**What the task requires**
Please pick out each line in the entries below that contains the word "person". Copy those lines.
[Begin]
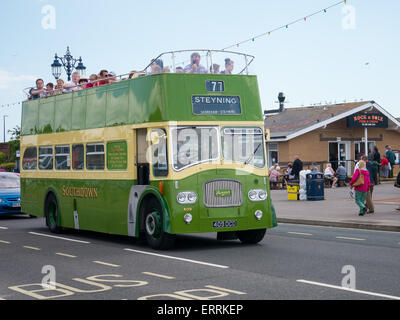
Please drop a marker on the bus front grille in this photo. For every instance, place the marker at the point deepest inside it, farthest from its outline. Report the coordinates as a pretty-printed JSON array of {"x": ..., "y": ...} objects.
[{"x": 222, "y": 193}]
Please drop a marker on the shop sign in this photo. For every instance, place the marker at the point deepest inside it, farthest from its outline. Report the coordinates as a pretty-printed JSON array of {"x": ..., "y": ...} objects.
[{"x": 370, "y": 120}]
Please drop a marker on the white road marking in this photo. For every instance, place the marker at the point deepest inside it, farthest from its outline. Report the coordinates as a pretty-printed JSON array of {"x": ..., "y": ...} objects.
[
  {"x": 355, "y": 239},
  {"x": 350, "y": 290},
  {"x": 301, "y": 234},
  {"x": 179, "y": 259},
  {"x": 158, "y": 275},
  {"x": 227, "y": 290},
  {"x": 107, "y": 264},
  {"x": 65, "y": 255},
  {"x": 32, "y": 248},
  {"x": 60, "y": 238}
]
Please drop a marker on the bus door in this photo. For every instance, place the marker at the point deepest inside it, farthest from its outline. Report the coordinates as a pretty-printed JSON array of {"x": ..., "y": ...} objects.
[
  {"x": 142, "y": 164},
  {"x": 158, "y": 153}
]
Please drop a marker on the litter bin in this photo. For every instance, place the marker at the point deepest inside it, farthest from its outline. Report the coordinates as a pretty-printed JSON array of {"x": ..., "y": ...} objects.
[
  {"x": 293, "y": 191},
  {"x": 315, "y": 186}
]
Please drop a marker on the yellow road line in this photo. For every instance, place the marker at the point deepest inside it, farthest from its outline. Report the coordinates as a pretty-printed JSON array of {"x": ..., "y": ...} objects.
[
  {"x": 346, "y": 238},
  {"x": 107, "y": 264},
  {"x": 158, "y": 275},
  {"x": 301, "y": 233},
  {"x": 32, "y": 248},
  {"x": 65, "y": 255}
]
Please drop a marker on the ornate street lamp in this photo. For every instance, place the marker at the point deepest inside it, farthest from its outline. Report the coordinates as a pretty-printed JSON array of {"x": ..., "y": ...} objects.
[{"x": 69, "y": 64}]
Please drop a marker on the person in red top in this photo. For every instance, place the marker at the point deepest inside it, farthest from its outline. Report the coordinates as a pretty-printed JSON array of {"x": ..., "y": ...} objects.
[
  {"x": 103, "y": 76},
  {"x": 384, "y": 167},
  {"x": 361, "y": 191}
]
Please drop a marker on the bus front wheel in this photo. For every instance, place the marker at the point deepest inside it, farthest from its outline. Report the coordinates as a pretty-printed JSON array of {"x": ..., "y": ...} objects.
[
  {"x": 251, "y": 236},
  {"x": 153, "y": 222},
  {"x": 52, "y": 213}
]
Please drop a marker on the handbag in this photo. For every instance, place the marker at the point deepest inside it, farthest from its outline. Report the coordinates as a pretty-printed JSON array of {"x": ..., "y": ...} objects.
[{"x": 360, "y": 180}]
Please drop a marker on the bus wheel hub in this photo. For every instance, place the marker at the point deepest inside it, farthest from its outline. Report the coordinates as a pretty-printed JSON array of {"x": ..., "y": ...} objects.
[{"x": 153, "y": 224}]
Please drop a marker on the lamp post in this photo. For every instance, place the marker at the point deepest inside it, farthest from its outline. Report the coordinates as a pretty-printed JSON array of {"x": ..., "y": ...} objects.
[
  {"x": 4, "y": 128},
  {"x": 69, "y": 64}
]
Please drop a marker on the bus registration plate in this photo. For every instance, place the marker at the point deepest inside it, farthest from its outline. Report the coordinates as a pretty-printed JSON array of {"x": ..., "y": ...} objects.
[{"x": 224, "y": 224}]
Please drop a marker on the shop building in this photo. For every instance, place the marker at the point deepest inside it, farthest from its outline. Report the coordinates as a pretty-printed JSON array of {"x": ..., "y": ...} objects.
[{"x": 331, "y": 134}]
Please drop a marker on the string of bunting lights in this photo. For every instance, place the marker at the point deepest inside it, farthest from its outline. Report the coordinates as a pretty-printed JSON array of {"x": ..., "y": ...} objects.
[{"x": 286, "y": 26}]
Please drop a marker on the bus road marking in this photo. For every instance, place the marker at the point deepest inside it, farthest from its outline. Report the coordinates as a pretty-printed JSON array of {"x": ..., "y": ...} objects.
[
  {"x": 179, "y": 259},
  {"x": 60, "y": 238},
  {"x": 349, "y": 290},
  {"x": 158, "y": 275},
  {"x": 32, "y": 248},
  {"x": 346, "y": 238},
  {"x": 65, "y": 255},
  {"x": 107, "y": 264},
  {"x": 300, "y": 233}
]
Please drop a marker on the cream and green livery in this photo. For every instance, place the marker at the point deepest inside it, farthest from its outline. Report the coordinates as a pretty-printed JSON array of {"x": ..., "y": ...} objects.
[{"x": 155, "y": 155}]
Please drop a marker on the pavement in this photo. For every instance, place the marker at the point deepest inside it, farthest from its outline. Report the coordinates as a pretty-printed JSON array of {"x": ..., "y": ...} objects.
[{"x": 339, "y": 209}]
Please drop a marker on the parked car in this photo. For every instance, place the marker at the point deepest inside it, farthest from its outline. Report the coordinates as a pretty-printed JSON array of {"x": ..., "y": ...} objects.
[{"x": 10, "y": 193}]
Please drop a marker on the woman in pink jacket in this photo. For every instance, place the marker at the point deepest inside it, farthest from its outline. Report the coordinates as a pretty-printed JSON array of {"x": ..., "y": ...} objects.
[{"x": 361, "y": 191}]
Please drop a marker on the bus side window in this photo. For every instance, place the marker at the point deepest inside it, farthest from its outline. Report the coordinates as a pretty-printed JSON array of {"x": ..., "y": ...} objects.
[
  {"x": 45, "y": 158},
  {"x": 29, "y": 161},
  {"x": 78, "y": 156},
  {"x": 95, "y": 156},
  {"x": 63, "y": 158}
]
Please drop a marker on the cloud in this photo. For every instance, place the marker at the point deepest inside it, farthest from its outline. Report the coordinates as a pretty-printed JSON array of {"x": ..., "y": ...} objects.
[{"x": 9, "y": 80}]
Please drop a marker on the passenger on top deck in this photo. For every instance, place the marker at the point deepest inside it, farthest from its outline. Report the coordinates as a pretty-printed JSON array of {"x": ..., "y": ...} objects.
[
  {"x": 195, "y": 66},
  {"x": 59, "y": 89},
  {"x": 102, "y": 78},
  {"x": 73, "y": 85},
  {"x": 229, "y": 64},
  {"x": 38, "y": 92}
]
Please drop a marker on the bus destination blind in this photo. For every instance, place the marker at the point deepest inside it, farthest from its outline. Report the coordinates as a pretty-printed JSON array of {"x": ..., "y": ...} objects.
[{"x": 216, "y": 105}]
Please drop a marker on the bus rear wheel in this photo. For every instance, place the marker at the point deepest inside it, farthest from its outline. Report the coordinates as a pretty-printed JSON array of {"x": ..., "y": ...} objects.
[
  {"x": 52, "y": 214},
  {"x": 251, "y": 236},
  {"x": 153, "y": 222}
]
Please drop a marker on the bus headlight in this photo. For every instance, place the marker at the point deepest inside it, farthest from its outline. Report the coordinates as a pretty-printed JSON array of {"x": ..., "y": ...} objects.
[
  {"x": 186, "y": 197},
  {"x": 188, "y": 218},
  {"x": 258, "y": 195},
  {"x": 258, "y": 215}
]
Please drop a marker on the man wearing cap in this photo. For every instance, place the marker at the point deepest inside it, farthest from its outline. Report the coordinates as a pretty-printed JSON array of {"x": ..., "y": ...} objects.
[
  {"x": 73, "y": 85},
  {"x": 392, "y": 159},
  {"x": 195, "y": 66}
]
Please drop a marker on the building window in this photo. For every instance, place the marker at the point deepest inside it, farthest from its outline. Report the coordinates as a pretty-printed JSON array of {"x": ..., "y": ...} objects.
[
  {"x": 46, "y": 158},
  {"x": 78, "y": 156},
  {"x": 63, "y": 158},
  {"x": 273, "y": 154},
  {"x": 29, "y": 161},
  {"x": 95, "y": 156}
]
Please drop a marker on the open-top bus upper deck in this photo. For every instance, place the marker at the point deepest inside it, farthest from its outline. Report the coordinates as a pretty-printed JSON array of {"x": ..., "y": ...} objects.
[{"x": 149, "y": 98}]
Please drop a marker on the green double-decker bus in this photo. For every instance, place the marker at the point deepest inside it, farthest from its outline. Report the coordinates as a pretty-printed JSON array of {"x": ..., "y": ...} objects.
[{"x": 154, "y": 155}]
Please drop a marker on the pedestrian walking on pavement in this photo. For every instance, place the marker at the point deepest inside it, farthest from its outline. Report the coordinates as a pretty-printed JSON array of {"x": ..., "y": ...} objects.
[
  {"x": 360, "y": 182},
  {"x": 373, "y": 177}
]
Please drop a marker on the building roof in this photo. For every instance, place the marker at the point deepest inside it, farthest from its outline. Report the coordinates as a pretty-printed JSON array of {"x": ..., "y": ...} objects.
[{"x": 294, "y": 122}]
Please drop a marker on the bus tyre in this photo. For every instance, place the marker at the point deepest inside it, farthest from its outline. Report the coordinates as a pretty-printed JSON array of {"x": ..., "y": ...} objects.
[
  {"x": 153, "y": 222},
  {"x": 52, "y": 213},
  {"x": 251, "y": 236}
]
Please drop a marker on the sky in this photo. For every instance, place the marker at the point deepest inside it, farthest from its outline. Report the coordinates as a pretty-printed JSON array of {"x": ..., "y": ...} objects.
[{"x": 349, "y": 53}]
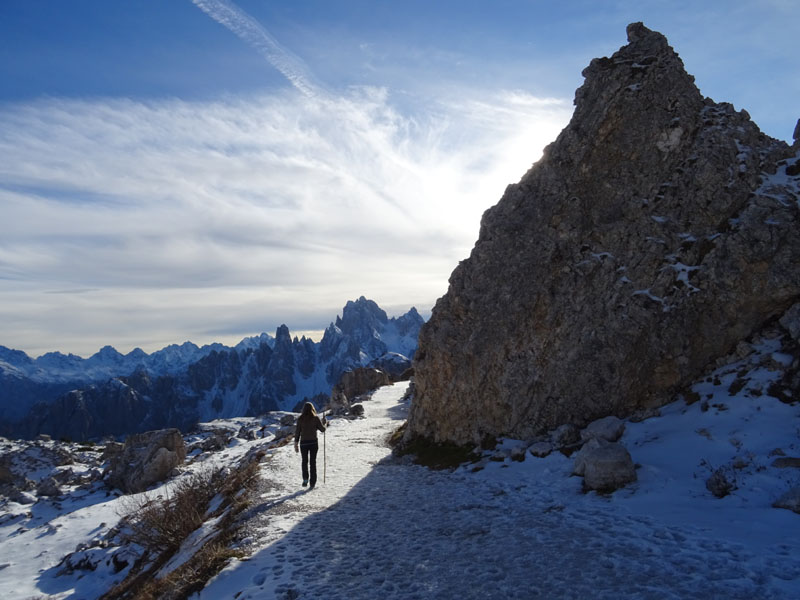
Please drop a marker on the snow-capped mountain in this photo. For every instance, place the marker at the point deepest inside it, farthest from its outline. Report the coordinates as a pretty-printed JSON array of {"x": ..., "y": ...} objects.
[End]
[Begin]
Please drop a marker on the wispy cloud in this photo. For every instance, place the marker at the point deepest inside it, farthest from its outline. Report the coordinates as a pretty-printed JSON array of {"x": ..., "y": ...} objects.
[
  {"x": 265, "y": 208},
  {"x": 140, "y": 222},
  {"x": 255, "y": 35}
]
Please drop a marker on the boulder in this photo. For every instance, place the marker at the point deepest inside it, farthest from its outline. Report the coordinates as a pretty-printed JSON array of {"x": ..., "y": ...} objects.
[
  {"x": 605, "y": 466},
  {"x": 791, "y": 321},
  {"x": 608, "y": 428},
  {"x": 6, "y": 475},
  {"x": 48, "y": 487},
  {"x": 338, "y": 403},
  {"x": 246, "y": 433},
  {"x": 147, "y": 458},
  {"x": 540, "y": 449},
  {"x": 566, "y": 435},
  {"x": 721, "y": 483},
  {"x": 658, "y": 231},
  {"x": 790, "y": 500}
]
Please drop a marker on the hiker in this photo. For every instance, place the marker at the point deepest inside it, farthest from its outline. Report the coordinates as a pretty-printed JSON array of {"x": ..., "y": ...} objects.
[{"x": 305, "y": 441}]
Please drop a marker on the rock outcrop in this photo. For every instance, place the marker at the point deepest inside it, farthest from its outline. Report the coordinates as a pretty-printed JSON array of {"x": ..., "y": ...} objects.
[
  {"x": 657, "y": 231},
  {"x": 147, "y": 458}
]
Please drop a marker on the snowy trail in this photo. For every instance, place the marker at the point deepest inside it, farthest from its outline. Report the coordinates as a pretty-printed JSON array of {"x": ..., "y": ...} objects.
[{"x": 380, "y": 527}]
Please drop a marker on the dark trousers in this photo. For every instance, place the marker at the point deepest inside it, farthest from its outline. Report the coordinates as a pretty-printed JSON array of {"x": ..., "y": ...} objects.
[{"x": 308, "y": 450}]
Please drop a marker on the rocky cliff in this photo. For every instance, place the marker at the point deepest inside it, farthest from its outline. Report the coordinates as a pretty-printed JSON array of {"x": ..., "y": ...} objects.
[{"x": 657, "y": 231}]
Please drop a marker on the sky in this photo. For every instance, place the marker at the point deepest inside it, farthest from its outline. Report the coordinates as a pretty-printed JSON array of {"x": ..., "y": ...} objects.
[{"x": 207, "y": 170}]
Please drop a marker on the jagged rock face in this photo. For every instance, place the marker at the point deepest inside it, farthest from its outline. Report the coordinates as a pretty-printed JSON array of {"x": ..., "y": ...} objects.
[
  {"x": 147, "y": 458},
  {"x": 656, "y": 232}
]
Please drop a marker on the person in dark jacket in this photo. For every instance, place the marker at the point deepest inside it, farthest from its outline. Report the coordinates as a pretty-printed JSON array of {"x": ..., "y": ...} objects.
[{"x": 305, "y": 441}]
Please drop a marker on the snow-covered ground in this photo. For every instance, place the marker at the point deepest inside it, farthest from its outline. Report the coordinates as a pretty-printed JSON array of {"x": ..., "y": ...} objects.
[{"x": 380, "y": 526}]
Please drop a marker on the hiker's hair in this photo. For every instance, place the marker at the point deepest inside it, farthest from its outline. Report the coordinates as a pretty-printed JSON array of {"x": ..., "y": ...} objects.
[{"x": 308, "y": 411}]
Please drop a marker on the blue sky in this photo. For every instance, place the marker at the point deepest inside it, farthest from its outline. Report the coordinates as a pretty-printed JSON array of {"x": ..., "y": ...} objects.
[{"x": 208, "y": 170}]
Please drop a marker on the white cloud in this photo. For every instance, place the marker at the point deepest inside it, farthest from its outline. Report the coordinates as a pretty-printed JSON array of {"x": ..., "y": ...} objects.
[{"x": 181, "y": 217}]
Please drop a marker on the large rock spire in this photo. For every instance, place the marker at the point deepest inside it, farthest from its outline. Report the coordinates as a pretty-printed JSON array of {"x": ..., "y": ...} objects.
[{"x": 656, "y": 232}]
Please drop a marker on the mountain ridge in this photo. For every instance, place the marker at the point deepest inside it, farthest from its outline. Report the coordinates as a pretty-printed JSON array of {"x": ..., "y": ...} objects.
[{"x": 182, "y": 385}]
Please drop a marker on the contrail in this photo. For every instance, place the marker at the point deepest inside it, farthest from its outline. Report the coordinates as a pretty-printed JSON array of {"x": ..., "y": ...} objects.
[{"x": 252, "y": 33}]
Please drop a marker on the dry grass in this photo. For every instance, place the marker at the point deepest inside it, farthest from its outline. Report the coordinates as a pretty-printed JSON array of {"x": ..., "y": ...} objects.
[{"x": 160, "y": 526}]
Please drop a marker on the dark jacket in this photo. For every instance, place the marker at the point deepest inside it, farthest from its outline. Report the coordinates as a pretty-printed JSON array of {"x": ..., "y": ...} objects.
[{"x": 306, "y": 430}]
[End]
**Written response**
Please drop a marker on the person in red top in this photo. For every instance, place the marker at the point deepest inside it, farthest from its outline. Report the coordinates as a pretty-printed JSON array of {"x": ..., "y": ...} objects.
Please drop a marker on the person in dark jacket in this photo. For every instance, place the marker at the point deepest inside it, farthest from its outline. Report the coordinates as a pretty-printed JSON array of {"x": ..., "y": ...} objects.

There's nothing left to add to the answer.